» DATA RECORDS:
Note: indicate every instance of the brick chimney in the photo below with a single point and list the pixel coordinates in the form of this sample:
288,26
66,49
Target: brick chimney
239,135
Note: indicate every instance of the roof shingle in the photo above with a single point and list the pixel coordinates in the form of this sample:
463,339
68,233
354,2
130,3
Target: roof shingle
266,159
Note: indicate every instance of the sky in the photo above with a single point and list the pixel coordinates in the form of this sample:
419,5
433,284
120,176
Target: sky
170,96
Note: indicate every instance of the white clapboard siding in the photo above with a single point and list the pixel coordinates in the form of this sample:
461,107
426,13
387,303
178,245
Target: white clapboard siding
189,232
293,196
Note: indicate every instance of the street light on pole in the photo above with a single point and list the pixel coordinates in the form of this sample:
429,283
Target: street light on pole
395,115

---

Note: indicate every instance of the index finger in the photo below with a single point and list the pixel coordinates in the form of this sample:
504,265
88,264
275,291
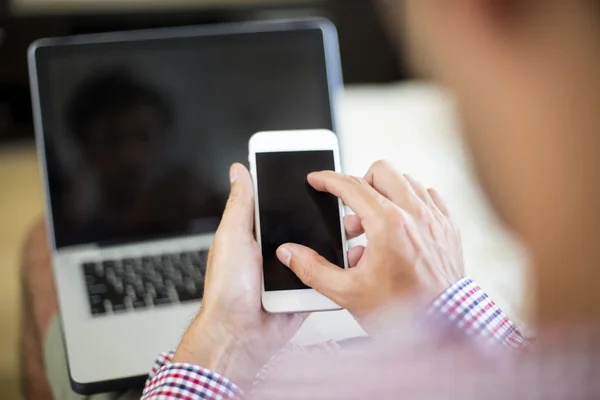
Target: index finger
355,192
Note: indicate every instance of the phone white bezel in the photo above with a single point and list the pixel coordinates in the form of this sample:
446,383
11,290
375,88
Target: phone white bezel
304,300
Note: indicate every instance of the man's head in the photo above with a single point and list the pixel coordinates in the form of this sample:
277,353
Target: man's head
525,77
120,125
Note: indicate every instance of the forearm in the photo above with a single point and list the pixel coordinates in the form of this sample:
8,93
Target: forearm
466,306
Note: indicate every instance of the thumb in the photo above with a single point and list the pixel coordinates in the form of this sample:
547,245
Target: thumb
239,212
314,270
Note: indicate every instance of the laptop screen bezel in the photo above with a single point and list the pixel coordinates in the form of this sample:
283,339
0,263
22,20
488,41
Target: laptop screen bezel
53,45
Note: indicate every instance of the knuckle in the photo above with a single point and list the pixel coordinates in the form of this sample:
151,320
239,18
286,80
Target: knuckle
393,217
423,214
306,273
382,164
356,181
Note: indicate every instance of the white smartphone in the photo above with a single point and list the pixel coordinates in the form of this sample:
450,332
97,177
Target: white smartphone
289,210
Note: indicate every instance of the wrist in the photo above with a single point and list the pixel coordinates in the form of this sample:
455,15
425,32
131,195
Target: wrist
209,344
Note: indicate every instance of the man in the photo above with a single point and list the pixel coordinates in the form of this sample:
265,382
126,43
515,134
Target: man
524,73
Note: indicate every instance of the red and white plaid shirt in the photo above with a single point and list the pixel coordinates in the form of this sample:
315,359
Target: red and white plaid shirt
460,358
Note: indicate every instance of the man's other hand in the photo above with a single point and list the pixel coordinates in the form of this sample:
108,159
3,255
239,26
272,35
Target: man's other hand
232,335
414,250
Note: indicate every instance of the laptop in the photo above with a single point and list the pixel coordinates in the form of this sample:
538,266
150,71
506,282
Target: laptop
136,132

» WHAT THE EXERCISE ASKS: Display each line in the rows above that contains the string "smartphone", copied without changes.

» ANSWER TO THIS EXERCISE:
Note: indicate every instance of the white smartphone in the photo above with a single point and list the pixel coordinates in the form of this sample:
Target: white smartphone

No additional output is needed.